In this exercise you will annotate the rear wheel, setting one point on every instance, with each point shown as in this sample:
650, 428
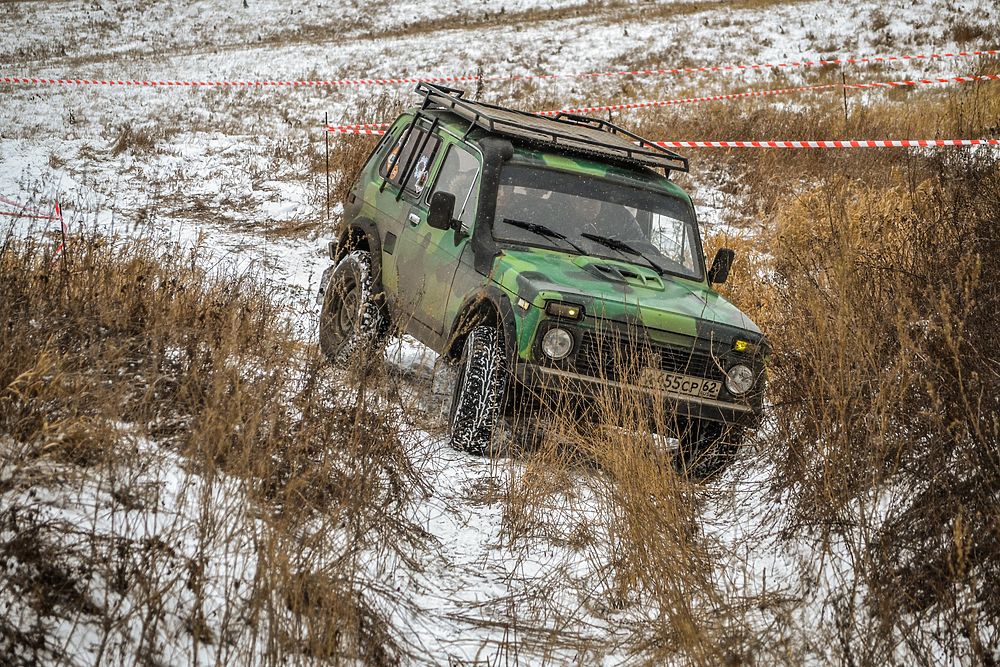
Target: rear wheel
707, 449
478, 390
351, 322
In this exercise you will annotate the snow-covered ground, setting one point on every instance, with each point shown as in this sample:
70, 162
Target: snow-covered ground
235, 171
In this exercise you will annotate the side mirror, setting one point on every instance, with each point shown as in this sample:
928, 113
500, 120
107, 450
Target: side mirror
442, 210
720, 266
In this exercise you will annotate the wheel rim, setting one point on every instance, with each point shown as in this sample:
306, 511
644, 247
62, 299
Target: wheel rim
348, 313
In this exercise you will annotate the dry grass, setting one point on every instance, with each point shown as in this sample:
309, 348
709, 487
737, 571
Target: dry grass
120, 342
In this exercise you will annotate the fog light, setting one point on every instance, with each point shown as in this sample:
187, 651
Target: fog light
557, 343
739, 380
570, 311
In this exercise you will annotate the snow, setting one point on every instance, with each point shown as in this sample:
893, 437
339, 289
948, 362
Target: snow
227, 166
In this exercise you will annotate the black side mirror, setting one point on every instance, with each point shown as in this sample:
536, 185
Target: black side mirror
720, 266
442, 210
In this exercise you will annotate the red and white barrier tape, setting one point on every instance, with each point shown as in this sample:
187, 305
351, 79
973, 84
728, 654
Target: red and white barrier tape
498, 77
376, 128
62, 229
838, 143
23, 211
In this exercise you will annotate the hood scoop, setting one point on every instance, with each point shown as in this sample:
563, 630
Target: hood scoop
623, 273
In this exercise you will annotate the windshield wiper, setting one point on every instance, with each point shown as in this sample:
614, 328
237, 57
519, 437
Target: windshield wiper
622, 247
542, 230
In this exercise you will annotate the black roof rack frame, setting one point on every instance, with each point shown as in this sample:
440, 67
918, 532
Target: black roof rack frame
571, 132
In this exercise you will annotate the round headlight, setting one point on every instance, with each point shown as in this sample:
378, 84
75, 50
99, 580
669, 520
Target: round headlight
557, 343
739, 379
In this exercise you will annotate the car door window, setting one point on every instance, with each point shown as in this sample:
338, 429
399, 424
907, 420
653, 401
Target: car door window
401, 166
459, 175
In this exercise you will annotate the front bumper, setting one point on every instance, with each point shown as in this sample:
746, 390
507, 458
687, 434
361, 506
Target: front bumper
549, 385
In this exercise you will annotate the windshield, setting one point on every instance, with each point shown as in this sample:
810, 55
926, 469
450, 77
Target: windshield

PROBLEM DESCRIPTION. Repeat the records above word for word, leaving out the pictures.

RESULT OF THIS TASK.
In this exercise you will annotate the rear wheel, setting one point on every instance, with each point shown as in this sample:
650, 428
Target: rear wheel
707, 449
478, 390
351, 322
In this exercise you will annotate the snow-covered ground, setting one point on every instance, with each point shown as in this sample:
70, 162
Target: snow-covered ground
235, 171
In this exercise you will annotate the side mirror, setting one point on every instance, with each point shown as in this sample:
928, 113
500, 120
107, 450
Target: side mirror
442, 210
720, 266
In this exercise you will annotate the wheel rim, setting one point on every instance, with each point shown as in this sample:
306, 511
644, 247
62, 299
Target: wheel rim
348, 313
In this exercise you will annotate the dry grass, setting one point on every instance, with each point shown as in this sample:
309, 348
709, 487
737, 571
Target: dry grass
120, 342
In this exercise you will annotate the fog light, setting one point on every instance, with each point shown as in this sample:
187, 651
Target: fog light
557, 343
739, 380
570, 311
In this exercise you will annotate the snow, setting one point on every instance, with each point shown as in this sample:
893, 437
339, 289
948, 362
Target: snow
227, 166
In this exercise you will annotate the black side mirror, setting one point on every instance, with each point shown as in this sample:
536, 185
Target: black side mirror
720, 266
442, 210
In this exercise you will annotate the red and white barrier tape, setting one point on every instance, with each point shown as in this sample:
187, 305
351, 79
973, 84
728, 654
Target: red and white barrier tape
498, 77
376, 128
62, 229
838, 143
23, 211
In this exercise you will annotate the hood scoop, setting one point on every instance, with each point shown as in this sample:
563, 630
Target: hood scoop
623, 273
In this exercise you will annotate the windshield wiper, setting one point on every instance, with each point shown as in this sample:
614, 328
237, 57
519, 437
Target: windshield wiper
622, 247
542, 230
In this exercise you will annotate the black roof rack frame, setting one point on every instance, with each point shown as in this sample:
440, 67
918, 532
Target: black roof rack frame
571, 132
In this exercise you will annotate the round headlight, setting one point on every instance, with each point shown as in this sample:
378, 84
75, 50
99, 580
669, 520
Target: round headlight
557, 343
739, 379
In this exercise you will annotate the car door window, setting one point on every instance, with each point shown as in this sample:
338, 429
399, 424
907, 420
653, 401
Target: car door window
401, 166
459, 175
In this exercise you will annotate the front bumper, setting one point on every instance, with each point shown as in this sample:
746, 390
507, 458
687, 434
361, 506
Target: front bumper
549, 385
In this exercise you will annotate the windshield, setting one point on every instance, with each point shown as in this sample:
810, 55
926, 469
450, 77
Target: windshield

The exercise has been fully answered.